Written task: Pull out every line in the items below that contains the word "camouflage", and treat uppercase and lowercase as different.

Items that point to named objects:

>>>

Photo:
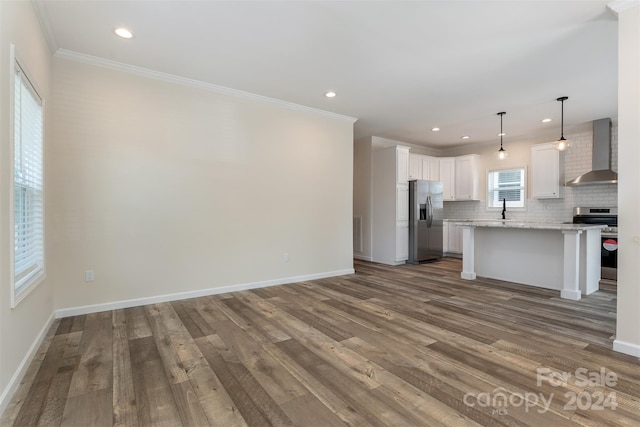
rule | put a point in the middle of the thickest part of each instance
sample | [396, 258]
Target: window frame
[31, 283]
[523, 186]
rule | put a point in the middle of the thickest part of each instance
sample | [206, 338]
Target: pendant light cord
[562, 99]
[501, 133]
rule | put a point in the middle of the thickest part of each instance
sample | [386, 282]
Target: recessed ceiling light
[123, 32]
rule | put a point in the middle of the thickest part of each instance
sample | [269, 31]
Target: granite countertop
[499, 223]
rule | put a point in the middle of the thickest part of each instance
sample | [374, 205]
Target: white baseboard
[14, 382]
[95, 308]
[362, 257]
[626, 348]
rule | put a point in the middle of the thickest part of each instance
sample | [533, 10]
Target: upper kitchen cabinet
[415, 166]
[447, 166]
[545, 172]
[402, 166]
[424, 167]
[430, 168]
[466, 177]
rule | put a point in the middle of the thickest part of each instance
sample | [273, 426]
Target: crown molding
[619, 6]
[171, 78]
[41, 14]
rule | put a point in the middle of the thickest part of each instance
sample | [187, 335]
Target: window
[28, 188]
[506, 185]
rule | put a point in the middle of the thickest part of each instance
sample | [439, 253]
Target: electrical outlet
[88, 276]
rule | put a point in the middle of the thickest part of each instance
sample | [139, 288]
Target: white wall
[20, 327]
[628, 325]
[162, 188]
[362, 193]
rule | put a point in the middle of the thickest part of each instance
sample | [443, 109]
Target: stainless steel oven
[609, 236]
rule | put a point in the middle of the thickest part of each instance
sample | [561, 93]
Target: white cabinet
[447, 166]
[402, 164]
[545, 172]
[430, 168]
[466, 177]
[445, 236]
[415, 166]
[390, 205]
[424, 167]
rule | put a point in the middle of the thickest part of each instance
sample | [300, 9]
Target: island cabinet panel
[546, 179]
[564, 257]
[447, 166]
[466, 177]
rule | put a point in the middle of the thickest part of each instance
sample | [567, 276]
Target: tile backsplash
[575, 162]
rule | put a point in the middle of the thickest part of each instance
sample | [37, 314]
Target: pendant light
[562, 144]
[501, 154]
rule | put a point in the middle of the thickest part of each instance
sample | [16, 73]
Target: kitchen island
[565, 257]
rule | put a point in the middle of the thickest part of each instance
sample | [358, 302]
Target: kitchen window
[27, 199]
[506, 186]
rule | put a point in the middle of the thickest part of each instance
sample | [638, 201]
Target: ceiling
[401, 68]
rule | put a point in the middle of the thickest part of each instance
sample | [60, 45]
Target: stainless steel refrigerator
[425, 221]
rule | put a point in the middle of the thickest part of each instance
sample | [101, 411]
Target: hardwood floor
[401, 346]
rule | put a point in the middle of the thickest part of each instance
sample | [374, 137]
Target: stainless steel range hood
[601, 172]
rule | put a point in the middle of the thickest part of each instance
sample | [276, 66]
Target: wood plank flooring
[387, 346]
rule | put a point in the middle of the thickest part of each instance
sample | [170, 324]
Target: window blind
[28, 184]
[507, 185]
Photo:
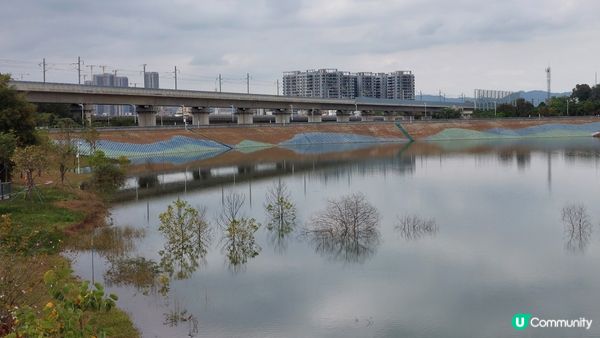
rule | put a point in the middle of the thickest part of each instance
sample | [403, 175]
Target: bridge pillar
[314, 115]
[85, 112]
[146, 116]
[245, 115]
[343, 115]
[282, 116]
[200, 116]
[390, 115]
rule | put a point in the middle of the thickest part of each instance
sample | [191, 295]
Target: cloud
[267, 37]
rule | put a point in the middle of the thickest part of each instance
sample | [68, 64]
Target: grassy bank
[42, 226]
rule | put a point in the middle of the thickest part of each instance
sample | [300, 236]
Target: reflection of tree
[281, 213]
[578, 227]
[141, 273]
[177, 316]
[109, 242]
[187, 236]
[238, 240]
[348, 229]
[413, 227]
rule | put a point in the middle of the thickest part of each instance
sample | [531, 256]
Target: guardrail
[5, 190]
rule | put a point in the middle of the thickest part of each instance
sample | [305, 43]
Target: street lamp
[82, 113]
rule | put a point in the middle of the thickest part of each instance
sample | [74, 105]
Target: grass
[61, 213]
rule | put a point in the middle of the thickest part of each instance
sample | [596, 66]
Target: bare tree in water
[281, 214]
[413, 227]
[187, 235]
[578, 227]
[347, 229]
[238, 242]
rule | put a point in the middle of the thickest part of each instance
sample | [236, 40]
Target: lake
[451, 239]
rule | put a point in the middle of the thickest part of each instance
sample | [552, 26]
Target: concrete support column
[200, 116]
[245, 115]
[146, 116]
[343, 115]
[389, 116]
[282, 116]
[85, 112]
[314, 115]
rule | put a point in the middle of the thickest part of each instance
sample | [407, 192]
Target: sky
[452, 47]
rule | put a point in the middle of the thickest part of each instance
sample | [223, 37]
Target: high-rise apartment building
[151, 80]
[331, 83]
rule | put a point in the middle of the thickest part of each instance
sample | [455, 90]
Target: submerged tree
[238, 242]
[413, 227]
[578, 227]
[187, 236]
[281, 213]
[29, 161]
[347, 229]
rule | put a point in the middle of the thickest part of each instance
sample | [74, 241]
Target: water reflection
[578, 227]
[238, 241]
[347, 229]
[187, 235]
[281, 213]
[414, 227]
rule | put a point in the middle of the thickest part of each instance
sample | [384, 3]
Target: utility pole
[79, 69]
[91, 72]
[44, 69]
[175, 72]
[144, 73]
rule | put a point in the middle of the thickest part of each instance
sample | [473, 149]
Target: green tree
[16, 114]
[107, 176]
[28, 161]
[8, 144]
[187, 235]
[68, 313]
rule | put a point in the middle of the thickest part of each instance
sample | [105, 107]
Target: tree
[281, 213]
[581, 92]
[16, 114]
[239, 243]
[347, 229]
[188, 236]
[8, 144]
[106, 176]
[29, 160]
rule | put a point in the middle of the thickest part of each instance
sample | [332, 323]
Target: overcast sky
[452, 46]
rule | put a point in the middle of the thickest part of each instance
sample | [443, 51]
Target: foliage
[239, 243]
[107, 176]
[69, 311]
[281, 213]
[8, 144]
[91, 136]
[187, 235]
[29, 161]
[16, 114]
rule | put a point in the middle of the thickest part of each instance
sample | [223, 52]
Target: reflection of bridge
[82, 97]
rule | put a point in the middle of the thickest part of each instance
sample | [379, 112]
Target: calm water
[483, 239]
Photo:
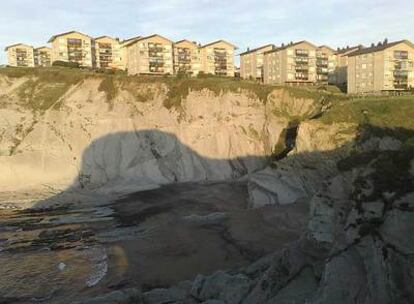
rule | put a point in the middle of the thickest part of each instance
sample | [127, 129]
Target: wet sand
[146, 239]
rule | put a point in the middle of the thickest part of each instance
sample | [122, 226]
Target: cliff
[351, 161]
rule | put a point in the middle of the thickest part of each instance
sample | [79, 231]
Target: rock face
[300, 175]
[88, 141]
[357, 248]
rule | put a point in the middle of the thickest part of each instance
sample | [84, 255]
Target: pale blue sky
[243, 22]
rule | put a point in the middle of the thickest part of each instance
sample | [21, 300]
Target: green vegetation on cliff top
[390, 111]
[47, 85]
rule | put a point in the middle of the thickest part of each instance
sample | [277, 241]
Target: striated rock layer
[86, 140]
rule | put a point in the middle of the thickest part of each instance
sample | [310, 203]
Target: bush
[66, 64]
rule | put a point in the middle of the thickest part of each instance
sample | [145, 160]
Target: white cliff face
[298, 177]
[133, 144]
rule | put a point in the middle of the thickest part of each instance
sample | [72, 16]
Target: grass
[395, 112]
[45, 86]
[178, 89]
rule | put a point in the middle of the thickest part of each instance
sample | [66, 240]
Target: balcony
[322, 63]
[401, 55]
[400, 74]
[301, 60]
[302, 53]
[301, 68]
[322, 71]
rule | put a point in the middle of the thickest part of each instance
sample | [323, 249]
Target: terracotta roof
[17, 44]
[257, 49]
[217, 41]
[66, 33]
[43, 47]
[348, 49]
[379, 47]
[105, 36]
[129, 39]
[290, 45]
[146, 37]
[326, 46]
[185, 40]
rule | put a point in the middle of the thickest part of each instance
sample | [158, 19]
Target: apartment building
[108, 53]
[325, 64]
[217, 58]
[20, 55]
[150, 55]
[382, 67]
[42, 56]
[187, 58]
[124, 50]
[251, 62]
[294, 63]
[340, 75]
[73, 46]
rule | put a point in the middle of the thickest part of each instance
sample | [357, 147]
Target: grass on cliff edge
[51, 83]
[385, 112]
[45, 86]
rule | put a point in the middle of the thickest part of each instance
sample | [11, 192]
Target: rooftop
[67, 33]
[258, 49]
[379, 47]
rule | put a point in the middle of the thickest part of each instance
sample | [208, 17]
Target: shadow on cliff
[134, 161]
[127, 162]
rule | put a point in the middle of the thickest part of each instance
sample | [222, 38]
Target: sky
[336, 23]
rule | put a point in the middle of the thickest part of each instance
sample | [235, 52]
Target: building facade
[251, 62]
[294, 63]
[187, 58]
[73, 47]
[42, 56]
[150, 55]
[20, 55]
[108, 53]
[217, 58]
[384, 67]
[325, 64]
[340, 75]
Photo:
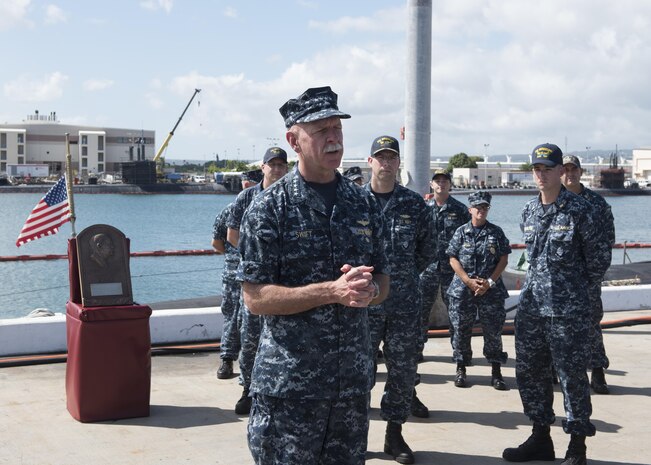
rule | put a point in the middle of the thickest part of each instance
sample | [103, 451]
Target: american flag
[49, 213]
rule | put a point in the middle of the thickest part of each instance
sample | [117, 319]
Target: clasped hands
[355, 286]
[478, 286]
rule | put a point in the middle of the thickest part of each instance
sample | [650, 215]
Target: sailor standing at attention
[274, 167]
[312, 249]
[397, 321]
[553, 323]
[604, 221]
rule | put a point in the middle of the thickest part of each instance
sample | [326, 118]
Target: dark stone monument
[104, 275]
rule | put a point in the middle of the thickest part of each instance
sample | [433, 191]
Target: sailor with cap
[274, 167]
[553, 323]
[312, 248]
[478, 254]
[396, 322]
[448, 215]
[603, 218]
[229, 348]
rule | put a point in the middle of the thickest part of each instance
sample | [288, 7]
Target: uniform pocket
[561, 246]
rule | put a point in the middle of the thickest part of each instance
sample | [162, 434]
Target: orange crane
[169, 136]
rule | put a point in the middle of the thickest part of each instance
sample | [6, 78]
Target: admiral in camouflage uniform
[553, 322]
[397, 321]
[478, 253]
[306, 244]
[448, 215]
[230, 343]
[605, 223]
[274, 166]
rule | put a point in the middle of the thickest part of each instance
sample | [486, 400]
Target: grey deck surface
[192, 419]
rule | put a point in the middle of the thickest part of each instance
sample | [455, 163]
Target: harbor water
[182, 222]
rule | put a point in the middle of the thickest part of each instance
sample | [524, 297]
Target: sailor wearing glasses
[478, 255]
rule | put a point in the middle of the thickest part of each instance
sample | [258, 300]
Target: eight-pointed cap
[547, 154]
[274, 152]
[312, 105]
[479, 198]
[385, 143]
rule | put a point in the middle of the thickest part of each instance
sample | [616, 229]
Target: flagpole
[71, 200]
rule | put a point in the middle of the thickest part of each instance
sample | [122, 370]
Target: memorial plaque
[104, 272]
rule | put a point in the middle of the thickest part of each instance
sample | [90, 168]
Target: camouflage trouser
[250, 327]
[230, 343]
[463, 313]
[599, 358]
[308, 432]
[564, 341]
[400, 333]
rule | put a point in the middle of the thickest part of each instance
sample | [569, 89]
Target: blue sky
[508, 73]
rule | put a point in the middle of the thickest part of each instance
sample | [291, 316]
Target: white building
[642, 164]
[41, 140]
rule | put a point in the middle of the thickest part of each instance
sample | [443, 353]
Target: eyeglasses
[386, 158]
[277, 166]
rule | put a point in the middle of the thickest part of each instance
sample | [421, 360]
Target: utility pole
[486, 165]
[418, 95]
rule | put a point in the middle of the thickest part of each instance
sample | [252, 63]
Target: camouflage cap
[547, 154]
[385, 143]
[441, 172]
[573, 160]
[312, 105]
[274, 152]
[354, 173]
[479, 198]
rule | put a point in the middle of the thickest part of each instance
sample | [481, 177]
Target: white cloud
[230, 12]
[27, 89]
[383, 20]
[93, 85]
[54, 15]
[13, 14]
[155, 5]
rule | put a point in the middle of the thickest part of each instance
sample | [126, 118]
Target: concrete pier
[192, 419]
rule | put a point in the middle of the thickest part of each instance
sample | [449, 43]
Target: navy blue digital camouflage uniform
[314, 370]
[553, 322]
[397, 321]
[447, 218]
[479, 252]
[249, 324]
[230, 343]
[605, 223]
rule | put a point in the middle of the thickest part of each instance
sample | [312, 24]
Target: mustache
[333, 148]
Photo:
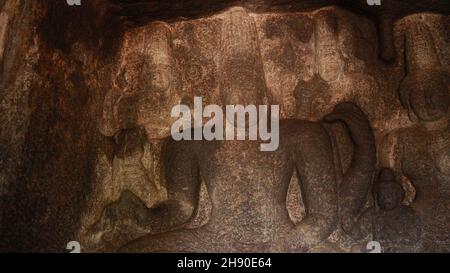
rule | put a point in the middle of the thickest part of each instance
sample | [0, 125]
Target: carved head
[389, 193]
[242, 77]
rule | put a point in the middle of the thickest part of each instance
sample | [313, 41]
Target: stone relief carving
[317, 59]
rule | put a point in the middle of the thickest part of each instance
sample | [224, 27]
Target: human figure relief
[397, 227]
[421, 153]
[248, 187]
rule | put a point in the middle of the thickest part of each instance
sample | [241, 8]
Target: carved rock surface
[86, 95]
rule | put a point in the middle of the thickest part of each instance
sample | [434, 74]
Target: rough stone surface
[85, 147]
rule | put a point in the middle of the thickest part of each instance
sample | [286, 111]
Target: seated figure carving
[248, 187]
[395, 226]
[421, 154]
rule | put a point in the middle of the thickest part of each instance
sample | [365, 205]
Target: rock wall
[87, 93]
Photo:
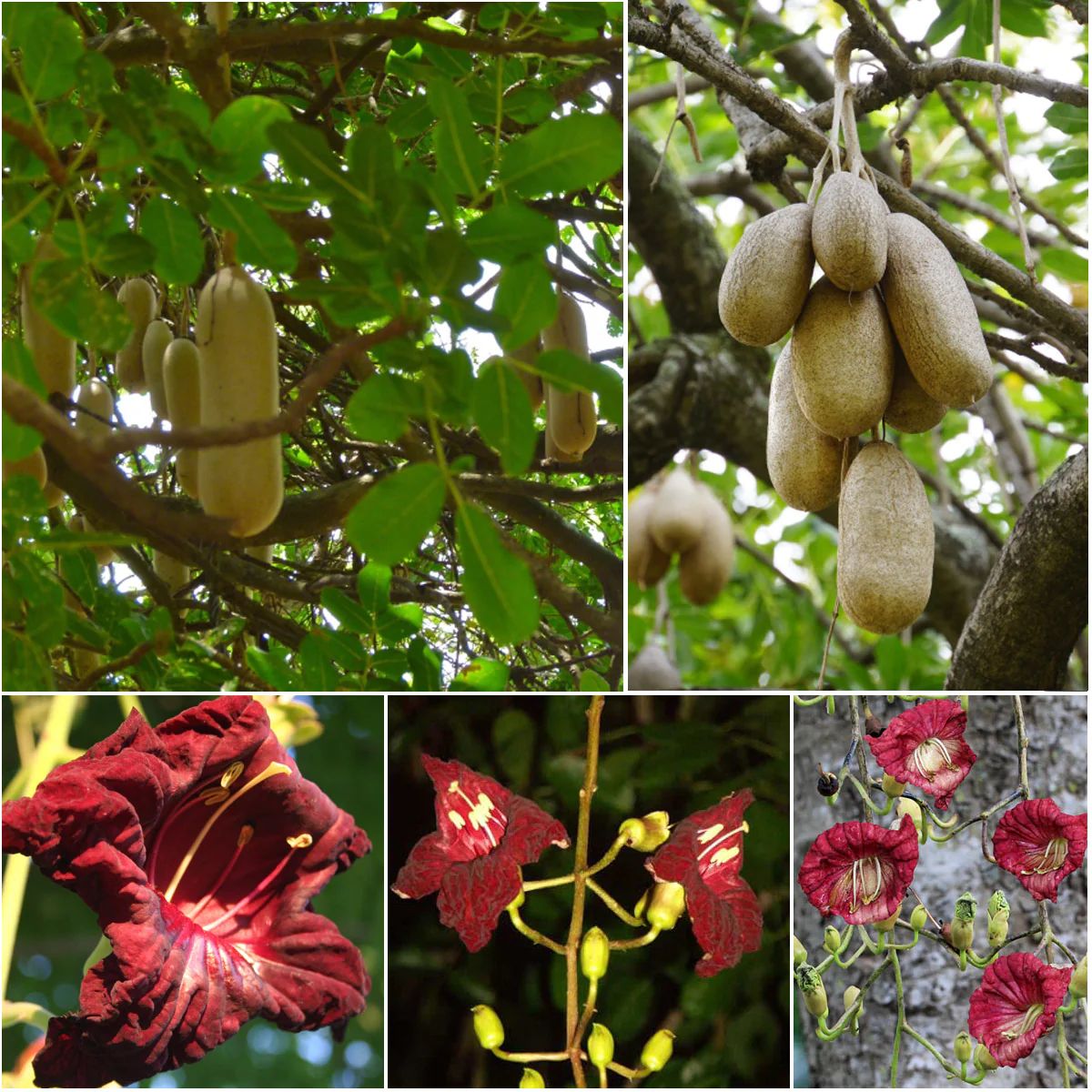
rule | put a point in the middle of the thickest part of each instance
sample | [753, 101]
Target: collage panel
[194, 891]
[648, 918]
[834, 325]
[940, 895]
[312, 348]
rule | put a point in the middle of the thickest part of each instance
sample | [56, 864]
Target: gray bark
[936, 993]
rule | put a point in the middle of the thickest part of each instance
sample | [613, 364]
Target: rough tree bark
[936, 992]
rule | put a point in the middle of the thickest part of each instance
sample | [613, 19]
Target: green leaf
[1070, 119]
[394, 516]
[461, 157]
[562, 154]
[507, 233]
[240, 134]
[374, 588]
[592, 682]
[381, 408]
[481, 675]
[525, 299]
[497, 583]
[49, 46]
[1068, 265]
[503, 414]
[1073, 163]
[262, 243]
[179, 250]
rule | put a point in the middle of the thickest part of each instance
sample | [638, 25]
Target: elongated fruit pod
[677, 519]
[885, 541]
[911, 410]
[96, 408]
[238, 349]
[704, 569]
[53, 353]
[533, 383]
[181, 385]
[933, 315]
[849, 233]
[571, 415]
[647, 562]
[139, 299]
[844, 360]
[805, 464]
[157, 337]
[767, 278]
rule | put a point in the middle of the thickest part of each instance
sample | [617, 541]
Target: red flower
[704, 854]
[1016, 1005]
[925, 747]
[1041, 845]
[858, 871]
[200, 847]
[484, 834]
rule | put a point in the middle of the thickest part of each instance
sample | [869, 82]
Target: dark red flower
[925, 747]
[858, 871]
[704, 854]
[1016, 1005]
[200, 846]
[484, 834]
[1041, 845]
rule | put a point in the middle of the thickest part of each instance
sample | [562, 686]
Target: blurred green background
[680, 753]
[57, 932]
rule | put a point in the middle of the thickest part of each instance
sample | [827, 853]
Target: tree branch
[1035, 606]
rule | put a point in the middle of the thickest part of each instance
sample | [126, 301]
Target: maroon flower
[925, 747]
[704, 854]
[858, 871]
[199, 845]
[484, 834]
[1041, 845]
[1016, 1005]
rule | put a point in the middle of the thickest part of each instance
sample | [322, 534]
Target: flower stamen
[298, 842]
[271, 771]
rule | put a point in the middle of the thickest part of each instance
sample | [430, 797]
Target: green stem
[53, 742]
[615, 905]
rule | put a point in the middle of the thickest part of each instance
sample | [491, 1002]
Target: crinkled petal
[1002, 1013]
[829, 863]
[1022, 845]
[725, 925]
[474, 895]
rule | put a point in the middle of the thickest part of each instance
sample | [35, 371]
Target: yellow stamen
[271, 771]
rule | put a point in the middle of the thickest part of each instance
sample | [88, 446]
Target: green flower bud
[997, 905]
[998, 929]
[850, 998]
[487, 1026]
[594, 954]
[647, 834]
[965, 1046]
[814, 993]
[889, 923]
[891, 786]
[983, 1059]
[800, 953]
[666, 905]
[1079, 983]
[656, 1053]
[601, 1046]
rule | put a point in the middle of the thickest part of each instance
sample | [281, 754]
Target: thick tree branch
[1035, 605]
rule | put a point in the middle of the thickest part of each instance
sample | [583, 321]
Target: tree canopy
[1007, 479]
[412, 185]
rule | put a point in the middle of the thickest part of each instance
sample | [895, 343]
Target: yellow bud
[487, 1026]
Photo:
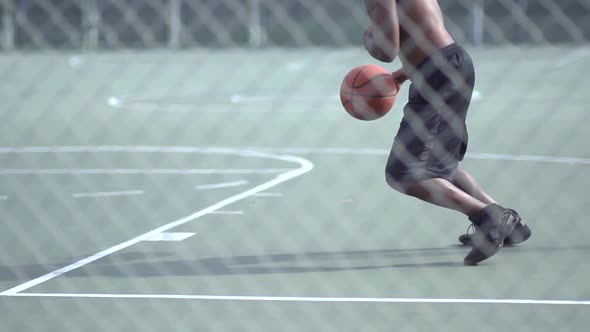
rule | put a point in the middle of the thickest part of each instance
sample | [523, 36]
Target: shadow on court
[153, 264]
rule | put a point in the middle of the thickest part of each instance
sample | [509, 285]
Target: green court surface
[290, 225]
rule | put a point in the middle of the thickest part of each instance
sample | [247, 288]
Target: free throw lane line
[305, 166]
[306, 299]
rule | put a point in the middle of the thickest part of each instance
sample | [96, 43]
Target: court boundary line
[305, 166]
[305, 299]
[384, 152]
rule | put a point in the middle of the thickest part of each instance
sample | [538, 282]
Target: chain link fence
[108, 24]
[121, 118]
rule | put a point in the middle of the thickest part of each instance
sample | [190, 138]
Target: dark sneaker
[521, 233]
[492, 226]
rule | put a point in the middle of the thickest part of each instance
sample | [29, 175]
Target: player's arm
[382, 36]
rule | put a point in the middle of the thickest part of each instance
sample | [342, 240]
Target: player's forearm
[385, 25]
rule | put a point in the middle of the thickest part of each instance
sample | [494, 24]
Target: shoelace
[470, 228]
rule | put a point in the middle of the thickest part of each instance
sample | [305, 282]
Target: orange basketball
[368, 92]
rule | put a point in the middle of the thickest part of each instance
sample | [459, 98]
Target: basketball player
[432, 137]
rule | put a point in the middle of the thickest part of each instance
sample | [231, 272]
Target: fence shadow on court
[156, 265]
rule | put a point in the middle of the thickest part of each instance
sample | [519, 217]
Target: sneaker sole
[479, 254]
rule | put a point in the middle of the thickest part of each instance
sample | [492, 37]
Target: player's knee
[392, 178]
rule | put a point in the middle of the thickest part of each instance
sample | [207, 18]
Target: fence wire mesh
[188, 165]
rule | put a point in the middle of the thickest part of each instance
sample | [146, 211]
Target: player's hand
[373, 49]
[400, 76]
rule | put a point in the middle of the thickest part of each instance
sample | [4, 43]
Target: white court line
[135, 171]
[383, 152]
[305, 166]
[305, 299]
[268, 195]
[221, 185]
[227, 212]
[108, 193]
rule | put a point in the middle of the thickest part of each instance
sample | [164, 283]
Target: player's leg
[466, 182]
[440, 192]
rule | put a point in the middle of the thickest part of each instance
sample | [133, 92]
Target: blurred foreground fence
[108, 24]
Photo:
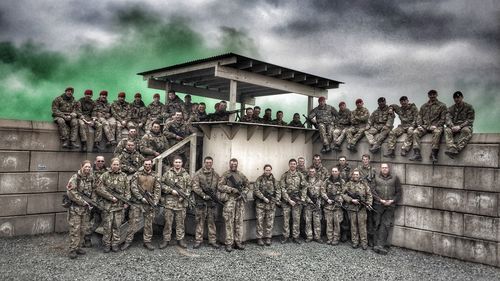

<<<

Solution to this task:
Target: admiral in camouflage uniform
Target: camouflage trouser
Target: camouflage cap
Target: navy blue digital camouflage uniform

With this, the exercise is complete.